(Stored records)

<<<<

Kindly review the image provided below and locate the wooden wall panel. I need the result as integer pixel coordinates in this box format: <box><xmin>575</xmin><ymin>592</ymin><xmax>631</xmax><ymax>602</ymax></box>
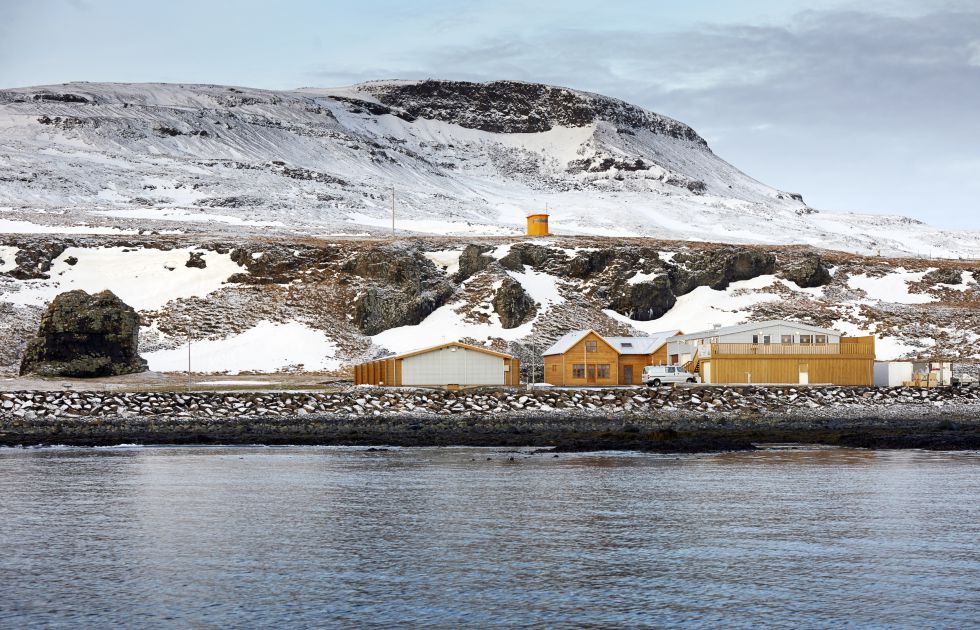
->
<box><xmin>711</xmin><ymin>356</ymin><xmax>874</xmax><ymax>385</ymax></box>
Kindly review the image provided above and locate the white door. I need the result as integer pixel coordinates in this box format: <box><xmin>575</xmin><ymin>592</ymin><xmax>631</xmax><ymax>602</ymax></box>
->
<box><xmin>800</xmin><ymin>363</ymin><xmax>810</xmax><ymax>385</ymax></box>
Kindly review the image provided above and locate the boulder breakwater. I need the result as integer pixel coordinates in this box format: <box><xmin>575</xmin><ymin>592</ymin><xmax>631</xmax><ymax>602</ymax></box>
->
<box><xmin>0</xmin><ymin>386</ymin><xmax>980</xmax><ymax>451</ymax></box>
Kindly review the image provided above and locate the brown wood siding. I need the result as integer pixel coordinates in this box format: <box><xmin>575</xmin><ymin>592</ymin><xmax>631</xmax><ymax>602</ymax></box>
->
<box><xmin>544</xmin><ymin>332</ymin><xmax>620</xmax><ymax>386</ymax></box>
<box><xmin>354</xmin><ymin>357</ymin><xmax>521</xmax><ymax>387</ymax></box>
<box><xmin>619</xmin><ymin>354</ymin><xmax>650</xmax><ymax>385</ymax></box>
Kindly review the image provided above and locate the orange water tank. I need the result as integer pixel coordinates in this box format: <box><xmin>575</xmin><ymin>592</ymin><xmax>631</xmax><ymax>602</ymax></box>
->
<box><xmin>527</xmin><ymin>212</ymin><xmax>549</xmax><ymax>236</ymax></box>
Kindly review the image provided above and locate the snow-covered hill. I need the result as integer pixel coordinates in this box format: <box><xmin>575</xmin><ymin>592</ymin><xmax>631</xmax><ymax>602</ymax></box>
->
<box><xmin>0</xmin><ymin>81</ymin><xmax>980</xmax><ymax>257</ymax></box>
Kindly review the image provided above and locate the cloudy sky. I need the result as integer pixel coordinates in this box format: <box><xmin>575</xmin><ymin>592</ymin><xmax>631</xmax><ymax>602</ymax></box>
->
<box><xmin>0</xmin><ymin>0</ymin><xmax>980</xmax><ymax>229</ymax></box>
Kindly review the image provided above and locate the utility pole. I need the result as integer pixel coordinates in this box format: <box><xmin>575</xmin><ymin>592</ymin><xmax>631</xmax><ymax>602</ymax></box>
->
<box><xmin>187</xmin><ymin>322</ymin><xmax>191</xmax><ymax>391</ymax></box>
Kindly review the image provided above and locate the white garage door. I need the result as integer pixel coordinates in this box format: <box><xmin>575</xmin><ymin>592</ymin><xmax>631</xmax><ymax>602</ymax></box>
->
<box><xmin>402</xmin><ymin>346</ymin><xmax>504</xmax><ymax>385</ymax></box>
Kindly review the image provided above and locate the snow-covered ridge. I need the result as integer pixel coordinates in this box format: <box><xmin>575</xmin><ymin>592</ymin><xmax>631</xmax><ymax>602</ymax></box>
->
<box><xmin>0</xmin><ymin>81</ymin><xmax>980</xmax><ymax>257</ymax></box>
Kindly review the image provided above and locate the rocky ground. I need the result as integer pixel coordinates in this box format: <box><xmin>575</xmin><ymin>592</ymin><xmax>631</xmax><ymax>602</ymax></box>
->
<box><xmin>0</xmin><ymin>386</ymin><xmax>980</xmax><ymax>451</ymax></box>
<box><xmin>0</xmin><ymin>235</ymin><xmax>980</xmax><ymax>376</ymax></box>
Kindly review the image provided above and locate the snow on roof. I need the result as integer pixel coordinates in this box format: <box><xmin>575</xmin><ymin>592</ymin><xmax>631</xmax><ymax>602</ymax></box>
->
<box><xmin>367</xmin><ymin>341</ymin><xmax>514</xmax><ymax>363</ymax></box>
<box><xmin>543</xmin><ymin>330</ymin><xmax>680</xmax><ymax>356</ymax></box>
<box><xmin>674</xmin><ymin>319</ymin><xmax>841</xmax><ymax>341</ymax></box>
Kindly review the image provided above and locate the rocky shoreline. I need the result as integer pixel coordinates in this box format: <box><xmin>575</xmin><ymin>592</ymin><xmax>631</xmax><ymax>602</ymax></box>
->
<box><xmin>0</xmin><ymin>386</ymin><xmax>980</xmax><ymax>452</ymax></box>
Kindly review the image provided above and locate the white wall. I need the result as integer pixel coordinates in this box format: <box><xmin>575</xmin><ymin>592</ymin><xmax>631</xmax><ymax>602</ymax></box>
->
<box><xmin>402</xmin><ymin>346</ymin><xmax>505</xmax><ymax>385</ymax></box>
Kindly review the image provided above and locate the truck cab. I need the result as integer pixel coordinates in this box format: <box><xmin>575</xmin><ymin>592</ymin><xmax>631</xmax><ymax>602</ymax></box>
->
<box><xmin>643</xmin><ymin>365</ymin><xmax>701</xmax><ymax>387</ymax></box>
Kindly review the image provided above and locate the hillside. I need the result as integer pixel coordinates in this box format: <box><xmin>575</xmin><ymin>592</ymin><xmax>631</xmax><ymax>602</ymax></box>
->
<box><xmin>0</xmin><ymin>81</ymin><xmax>980</xmax><ymax>258</ymax></box>
<box><xmin>0</xmin><ymin>235</ymin><xmax>980</xmax><ymax>374</ymax></box>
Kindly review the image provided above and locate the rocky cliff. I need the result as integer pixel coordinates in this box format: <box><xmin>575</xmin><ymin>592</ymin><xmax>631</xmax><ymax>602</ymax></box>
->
<box><xmin>20</xmin><ymin>291</ymin><xmax>147</xmax><ymax>378</ymax></box>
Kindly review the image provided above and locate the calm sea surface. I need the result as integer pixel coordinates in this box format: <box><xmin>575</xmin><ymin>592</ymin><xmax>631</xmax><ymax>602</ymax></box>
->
<box><xmin>0</xmin><ymin>447</ymin><xmax>980</xmax><ymax>628</ymax></box>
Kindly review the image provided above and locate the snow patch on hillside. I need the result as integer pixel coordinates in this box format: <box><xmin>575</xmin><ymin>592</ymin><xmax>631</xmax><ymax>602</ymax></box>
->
<box><xmin>603</xmin><ymin>275</ymin><xmax>780</xmax><ymax>334</ymax></box>
<box><xmin>143</xmin><ymin>320</ymin><xmax>340</xmax><ymax>374</ymax></box>
<box><xmin>847</xmin><ymin>267</ymin><xmax>935</xmax><ymax>304</ymax></box>
<box><xmin>0</xmin><ymin>247</ymin><xmax>242</xmax><ymax>311</ymax></box>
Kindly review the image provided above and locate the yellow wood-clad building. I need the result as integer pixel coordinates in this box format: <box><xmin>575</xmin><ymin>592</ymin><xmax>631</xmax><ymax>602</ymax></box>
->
<box><xmin>667</xmin><ymin>320</ymin><xmax>875</xmax><ymax>385</ymax></box>
<box><xmin>544</xmin><ymin>330</ymin><xmax>680</xmax><ymax>386</ymax></box>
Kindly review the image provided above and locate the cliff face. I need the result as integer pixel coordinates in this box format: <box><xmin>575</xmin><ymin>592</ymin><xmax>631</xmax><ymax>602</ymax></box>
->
<box><xmin>0</xmin><ymin>236</ymin><xmax>980</xmax><ymax>373</ymax></box>
<box><xmin>0</xmin><ymin>80</ymin><xmax>980</xmax><ymax>257</ymax></box>
<box><xmin>20</xmin><ymin>291</ymin><xmax>147</xmax><ymax>378</ymax></box>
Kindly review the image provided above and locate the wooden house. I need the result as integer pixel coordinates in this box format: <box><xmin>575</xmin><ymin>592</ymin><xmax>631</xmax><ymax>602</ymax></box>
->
<box><xmin>667</xmin><ymin>320</ymin><xmax>875</xmax><ymax>385</ymax></box>
<box><xmin>354</xmin><ymin>342</ymin><xmax>521</xmax><ymax>388</ymax></box>
<box><xmin>544</xmin><ymin>330</ymin><xmax>680</xmax><ymax>386</ymax></box>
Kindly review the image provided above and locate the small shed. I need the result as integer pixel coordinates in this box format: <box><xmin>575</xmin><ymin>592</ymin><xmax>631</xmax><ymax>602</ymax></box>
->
<box><xmin>875</xmin><ymin>361</ymin><xmax>912</xmax><ymax>387</ymax></box>
<box><xmin>527</xmin><ymin>212</ymin><xmax>551</xmax><ymax>236</ymax></box>
<box><xmin>354</xmin><ymin>341</ymin><xmax>521</xmax><ymax>388</ymax></box>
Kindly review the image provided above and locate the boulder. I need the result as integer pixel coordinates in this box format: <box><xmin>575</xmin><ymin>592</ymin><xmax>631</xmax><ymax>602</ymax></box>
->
<box><xmin>779</xmin><ymin>254</ymin><xmax>833</xmax><ymax>289</ymax></box>
<box><xmin>20</xmin><ymin>290</ymin><xmax>147</xmax><ymax>378</ymax></box>
<box><xmin>184</xmin><ymin>252</ymin><xmax>208</xmax><ymax>269</ymax></box>
<box><xmin>922</xmin><ymin>268</ymin><xmax>963</xmax><ymax>284</ymax></box>
<box><xmin>354</xmin><ymin>283</ymin><xmax>453</xmax><ymax>335</ymax></box>
<box><xmin>609</xmin><ymin>276</ymin><xmax>677</xmax><ymax>322</ymax></box>
<box><xmin>568</xmin><ymin>249</ymin><xmax>615</xmax><ymax>278</ymax></box>
<box><xmin>669</xmin><ymin>247</ymin><xmax>776</xmax><ymax>295</ymax></box>
<box><xmin>493</xmin><ymin>277</ymin><xmax>534</xmax><ymax>328</ymax></box>
<box><xmin>500</xmin><ymin>243</ymin><xmax>558</xmax><ymax>271</ymax></box>
<box><xmin>456</xmin><ymin>244</ymin><xmax>493</xmax><ymax>282</ymax></box>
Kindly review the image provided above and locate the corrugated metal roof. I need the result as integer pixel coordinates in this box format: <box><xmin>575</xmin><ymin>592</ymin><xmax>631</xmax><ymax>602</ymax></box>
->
<box><xmin>544</xmin><ymin>330</ymin><xmax>680</xmax><ymax>356</ymax></box>
<box><xmin>671</xmin><ymin>319</ymin><xmax>842</xmax><ymax>341</ymax></box>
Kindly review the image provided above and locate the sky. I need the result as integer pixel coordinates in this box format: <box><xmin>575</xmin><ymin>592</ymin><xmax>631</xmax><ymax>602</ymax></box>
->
<box><xmin>0</xmin><ymin>0</ymin><xmax>980</xmax><ymax>230</ymax></box>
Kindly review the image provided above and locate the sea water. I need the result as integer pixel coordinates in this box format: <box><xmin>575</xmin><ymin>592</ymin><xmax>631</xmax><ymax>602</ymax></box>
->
<box><xmin>0</xmin><ymin>447</ymin><xmax>980</xmax><ymax>628</ymax></box>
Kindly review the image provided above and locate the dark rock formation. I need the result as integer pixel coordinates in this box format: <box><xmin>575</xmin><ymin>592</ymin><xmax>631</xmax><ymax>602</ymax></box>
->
<box><xmin>493</xmin><ymin>277</ymin><xmax>534</xmax><ymax>328</ymax></box>
<box><xmin>779</xmin><ymin>254</ymin><xmax>833</xmax><ymax>289</ymax></box>
<box><xmin>669</xmin><ymin>247</ymin><xmax>776</xmax><ymax>295</ymax></box>
<box><xmin>354</xmin><ymin>285</ymin><xmax>453</xmax><ymax>335</ymax></box>
<box><xmin>499</xmin><ymin>243</ymin><xmax>556</xmax><ymax>271</ymax></box>
<box><xmin>342</xmin><ymin>243</ymin><xmax>456</xmax><ymax>335</ymax></box>
<box><xmin>568</xmin><ymin>249</ymin><xmax>615</xmax><ymax>278</ymax></box>
<box><xmin>184</xmin><ymin>252</ymin><xmax>208</xmax><ymax>269</ymax></box>
<box><xmin>10</xmin><ymin>242</ymin><xmax>67</xmax><ymax>280</ymax></box>
<box><xmin>922</xmin><ymin>268</ymin><xmax>963</xmax><ymax>284</ymax></box>
<box><xmin>609</xmin><ymin>276</ymin><xmax>677</xmax><ymax>322</ymax></box>
<box><xmin>20</xmin><ymin>291</ymin><xmax>147</xmax><ymax>378</ymax></box>
<box><xmin>456</xmin><ymin>245</ymin><xmax>493</xmax><ymax>282</ymax></box>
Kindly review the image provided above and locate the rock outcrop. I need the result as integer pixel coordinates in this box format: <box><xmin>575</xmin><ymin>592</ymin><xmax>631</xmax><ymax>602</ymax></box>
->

>>>>

WHAT THE TASK REQUIRES: Pull out every line of the material above that contains the word "door".

RIGHT ANSWER:
Kindly review the image provided above and locate the white door. I need the result as integer pixel coordinates in this box format: <box><xmin>575</xmin><ymin>592</ymin><xmax>631</xmax><ymax>602</ymax></box>
Kindly review the image provided above and locate the white garage door. I need the result as integer pixel coordinates in this box format: <box><xmin>575</xmin><ymin>592</ymin><xmax>631</xmax><ymax>602</ymax></box>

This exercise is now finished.